-- start DATA SUPPLIED --

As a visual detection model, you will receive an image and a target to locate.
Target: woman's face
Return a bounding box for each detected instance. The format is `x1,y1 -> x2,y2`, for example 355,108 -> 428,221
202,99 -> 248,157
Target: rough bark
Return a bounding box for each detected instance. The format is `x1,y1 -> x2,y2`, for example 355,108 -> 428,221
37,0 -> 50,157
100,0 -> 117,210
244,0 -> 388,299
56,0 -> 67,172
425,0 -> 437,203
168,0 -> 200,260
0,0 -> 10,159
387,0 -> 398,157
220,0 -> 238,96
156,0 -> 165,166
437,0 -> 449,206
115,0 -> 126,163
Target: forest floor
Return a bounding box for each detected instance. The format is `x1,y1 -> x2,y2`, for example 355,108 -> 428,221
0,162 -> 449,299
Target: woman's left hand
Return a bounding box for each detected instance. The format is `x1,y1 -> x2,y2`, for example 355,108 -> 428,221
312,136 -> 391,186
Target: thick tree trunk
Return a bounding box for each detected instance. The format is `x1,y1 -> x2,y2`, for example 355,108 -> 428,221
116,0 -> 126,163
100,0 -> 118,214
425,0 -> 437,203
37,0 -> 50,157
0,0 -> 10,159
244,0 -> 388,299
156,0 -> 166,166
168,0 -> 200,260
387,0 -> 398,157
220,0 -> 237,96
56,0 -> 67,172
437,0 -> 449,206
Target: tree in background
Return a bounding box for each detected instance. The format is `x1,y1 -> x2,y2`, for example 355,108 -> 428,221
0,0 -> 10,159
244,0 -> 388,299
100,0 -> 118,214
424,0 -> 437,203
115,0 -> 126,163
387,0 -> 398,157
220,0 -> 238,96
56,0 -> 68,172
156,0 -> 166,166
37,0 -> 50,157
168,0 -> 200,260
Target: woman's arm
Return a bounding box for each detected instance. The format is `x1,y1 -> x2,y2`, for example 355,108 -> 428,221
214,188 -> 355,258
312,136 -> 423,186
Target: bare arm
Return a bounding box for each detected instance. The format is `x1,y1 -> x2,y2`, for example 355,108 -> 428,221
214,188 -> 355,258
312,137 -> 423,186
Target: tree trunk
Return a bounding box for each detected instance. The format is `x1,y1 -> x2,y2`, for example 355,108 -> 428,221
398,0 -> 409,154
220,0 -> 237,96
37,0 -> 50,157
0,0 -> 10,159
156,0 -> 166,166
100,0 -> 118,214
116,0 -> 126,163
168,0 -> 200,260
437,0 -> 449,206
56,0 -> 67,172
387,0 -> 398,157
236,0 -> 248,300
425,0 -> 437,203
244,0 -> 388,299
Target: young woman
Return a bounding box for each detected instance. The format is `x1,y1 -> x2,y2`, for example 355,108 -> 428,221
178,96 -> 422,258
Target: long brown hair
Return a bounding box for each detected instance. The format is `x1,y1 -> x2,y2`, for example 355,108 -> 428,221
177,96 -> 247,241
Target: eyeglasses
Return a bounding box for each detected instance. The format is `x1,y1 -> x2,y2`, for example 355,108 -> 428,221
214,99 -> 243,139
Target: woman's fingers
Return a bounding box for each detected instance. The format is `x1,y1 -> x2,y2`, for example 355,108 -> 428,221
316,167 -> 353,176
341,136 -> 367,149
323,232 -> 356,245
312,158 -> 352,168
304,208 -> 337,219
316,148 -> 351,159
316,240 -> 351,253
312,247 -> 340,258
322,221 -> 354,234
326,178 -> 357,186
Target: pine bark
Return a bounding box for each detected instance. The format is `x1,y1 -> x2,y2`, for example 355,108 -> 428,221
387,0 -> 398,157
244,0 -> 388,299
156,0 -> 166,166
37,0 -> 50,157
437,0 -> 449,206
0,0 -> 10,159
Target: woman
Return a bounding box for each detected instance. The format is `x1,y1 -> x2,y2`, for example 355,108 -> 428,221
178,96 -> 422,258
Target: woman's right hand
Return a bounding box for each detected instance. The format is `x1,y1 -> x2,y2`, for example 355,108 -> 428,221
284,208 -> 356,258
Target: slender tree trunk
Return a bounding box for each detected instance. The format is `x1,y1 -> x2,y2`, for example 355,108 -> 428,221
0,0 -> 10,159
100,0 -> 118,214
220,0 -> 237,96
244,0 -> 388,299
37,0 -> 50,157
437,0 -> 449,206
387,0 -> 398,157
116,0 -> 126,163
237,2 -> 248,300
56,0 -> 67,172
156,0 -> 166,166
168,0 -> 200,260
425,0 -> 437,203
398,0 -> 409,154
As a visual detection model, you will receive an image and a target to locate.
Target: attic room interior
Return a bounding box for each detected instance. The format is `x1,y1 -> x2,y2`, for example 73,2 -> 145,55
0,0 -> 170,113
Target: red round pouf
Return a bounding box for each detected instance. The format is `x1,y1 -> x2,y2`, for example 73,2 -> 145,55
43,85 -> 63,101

-- end DATA SUPPLIED --

- [WHAT YOU SHOULD DO] Output the lines above as a Markdown table with the columns Row and Line. Put a row number in the first column and the line in the second, and leave out any blank lines.

- [RESULT OF THE TASK]
| Row | Line |
|---|---|
| 1 | As a visual detection model, you will receive an image and a target to locate. |
| 2 | Target: woman's face |
| 3 | Return a bounding box for each detected instance. The format is `x1,y1 -> x2,y2`, for example 355,108 -> 428,221 |
| 4 | 202,99 -> 248,157 |
| 5 | Target: rough bark |
| 6 | Return a bounding box for each detected instance. The format is `x1,y1 -> x2,y2`, for example 355,108 -> 428,221 |
| 7 | 37,0 -> 50,157 |
| 8 | 100,0 -> 117,210 |
| 9 | 244,0 -> 388,299 |
| 10 | 56,0 -> 67,172 |
| 11 | 425,0 -> 437,203 |
| 12 | 168,0 -> 200,260 |
| 13 | 0,0 -> 10,159 |
| 14 | 387,0 -> 398,157 |
| 15 | 220,0 -> 238,96 |
| 16 | 156,0 -> 165,166 |
| 17 | 437,0 -> 449,206 |
| 18 | 115,0 -> 126,163 |
| 19 | Target: forest floor |
| 20 | Return a bounding box for each detected instance. The format is `x1,y1 -> x2,y2`, for example 355,108 -> 428,221 |
| 21 | 0,162 -> 449,299 |
| 22 | Target: woman's left hand |
| 23 | Return a bounding box for each detected instance. The format is `x1,y1 -> x2,y2`, for example 355,108 -> 428,221 |
| 24 | 312,136 -> 391,186 |
| 25 | Target: thick tree trunk |
| 26 | Return a bounding box for each detected instance. The format is `x1,y1 -> x2,y2`, for example 355,108 -> 428,221 |
| 27 | 116,0 -> 126,163 |
| 28 | 100,0 -> 118,214 |
| 29 | 425,0 -> 437,203 |
| 30 | 37,0 -> 50,157 |
| 31 | 0,0 -> 10,159 |
| 32 | 244,0 -> 388,299 |
| 33 | 156,0 -> 166,166 |
| 34 | 168,0 -> 200,260 |
| 35 | 387,0 -> 398,157 |
| 36 | 220,0 -> 237,96 |
| 37 | 56,0 -> 67,172 |
| 38 | 437,0 -> 449,206 |
| 39 | Target: tree in background |
| 40 | Return a bounding box for each detected instance. The format is `x1,y1 -> x2,y2`, for example 355,108 -> 428,221 |
| 41 | 0,0 -> 10,159 |
| 42 | 244,0 -> 388,299 |
| 43 | 100,0 -> 118,214 |
| 44 | 424,0 -> 437,203 |
| 45 | 115,0 -> 126,163 |
| 46 | 387,0 -> 398,157 |
| 47 | 220,0 -> 238,96 |
| 48 | 56,0 -> 68,172 |
| 49 | 156,0 -> 166,166 |
| 50 | 37,0 -> 50,157 |
| 51 | 168,0 -> 200,260 |
| 52 | Target: woman's arm |
| 53 | Return a bounding box for each detected instance. The format is `x1,y1 -> x2,y2`, for example 355,108 -> 428,221 |
| 54 | 214,188 -> 355,258 |
| 55 | 312,136 -> 423,186 |
| 56 | Target: bare arm |
| 57 | Return a bounding box for each detected instance. The format is `x1,y1 -> x2,y2`, for example 355,108 -> 428,221 |
| 58 | 214,188 -> 355,258 |
| 59 | 312,137 -> 423,186 |
| 60 | Target: tree trunk |
| 61 | Return a bounding box for each detected instance. The format is `x1,y1 -> x2,y2`, for example 355,108 -> 428,221 |
| 62 | 398,0 -> 409,154 |
| 63 | 220,0 -> 237,96 |
| 64 | 37,0 -> 50,157 |
| 65 | 0,0 -> 10,159 |
| 66 | 156,0 -> 166,166 |
| 67 | 100,0 -> 118,214 |
| 68 | 116,0 -> 126,163 |
| 69 | 168,0 -> 200,260 |
| 70 | 437,0 -> 449,206 |
| 71 | 56,0 -> 67,172 |
| 72 | 387,0 -> 398,157 |
| 73 | 236,0 -> 248,300 |
| 74 | 425,0 -> 437,203 |
| 75 | 244,0 -> 388,299 |
| 76 | Target: young woman |
| 77 | Return a bounding box for each detected instance. The format is `x1,y1 -> x2,y2`, for example 355,108 -> 428,221 |
| 78 | 178,96 -> 422,258 |
| 79 | Target: long brown hair |
| 80 | Return a bounding box for each detected instance. The format is `x1,y1 -> x2,y2`, for example 355,108 -> 428,221 |
| 81 | 177,96 -> 247,241 |
| 82 | Target: eyeglasses |
| 83 | Return a bounding box for each detected instance. The format is `x1,y1 -> x2,y2`, for example 355,108 -> 428,221 |
| 84 | 214,99 -> 243,139 |
| 85 | Target: woman's fingers |
| 86 | Return a bounding box for each detected instance. The format is `x1,y1 -> x2,y2`, for example 355,108 -> 428,221 |
| 87 | 316,167 -> 353,176 |
| 88 | 341,136 -> 367,149 |
| 89 | 323,232 -> 356,245 |
| 90 | 312,158 -> 352,168 |
| 91 | 304,208 -> 337,219 |
| 92 | 316,148 -> 351,159 |
| 93 | 316,240 -> 351,253 |
| 94 | 312,247 -> 340,258 |
| 95 | 322,221 -> 354,234 |
| 96 | 326,178 -> 357,186 |
| 97 | Target: pine bark |
| 98 | Return a bounding box for each detected instance. The format is `x1,y1 -> x2,y2`, for example 355,108 -> 428,221 |
| 99 | 387,0 -> 398,157 |
| 100 | 244,0 -> 388,299 |
| 101 | 156,0 -> 166,166 |
| 102 | 37,0 -> 50,157 |
| 103 | 437,0 -> 449,206 |
| 104 | 0,0 -> 10,159 |
| 105 | Target: woman |
| 106 | Return a bounding box for each detected instance. The format is `x1,y1 -> x2,y2`, for example 355,108 -> 428,221 |
| 107 | 178,96 -> 422,258 |
| 108 | Target: woman's right hand |
| 109 | Return a bounding box for each detected instance. The format is `x1,y1 -> x2,y2`, for example 355,108 -> 428,221 |
| 110 | 284,208 -> 356,258 |
| 111 | Target: slender tree trunk |
| 112 | Return a bounding box for each detected instance. The format is `x1,y1 -> x2,y2`, for example 355,108 -> 428,221 |
| 113 | 0,0 -> 10,159 |
| 114 | 100,0 -> 118,214 |
| 115 | 220,0 -> 237,96 |
| 116 | 244,0 -> 388,299 |
| 117 | 37,0 -> 50,157 |
| 118 | 437,0 -> 449,206 |
| 119 | 387,0 -> 398,157 |
| 120 | 116,0 -> 126,163 |
| 121 | 237,2 -> 248,300 |
| 122 | 56,0 -> 67,172 |
| 123 | 156,0 -> 166,166 |
| 124 | 168,0 -> 200,260 |
| 125 | 425,0 -> 437,203 |
| 126 | 398,0 -> 409,154 |
| 127 | As a visual detection model, you will receive an image and a target to locate. |
| 128 | Target: attic room interior |
| 129 | Return a bounding box for each detected instance. The format is `x1,y1 -> x2,y2`, for example 73,2 -> 145,55 |
| 130 | 0,0 -> 170,113 |
| 131 | Target: red round pouf |
| 132 | Return a bounding box for each detected instance. The format is `x1,y1 -> x2,y2`, for example 73,2 -> 145,55 |
| 133 | 43,85 -> 63,101 |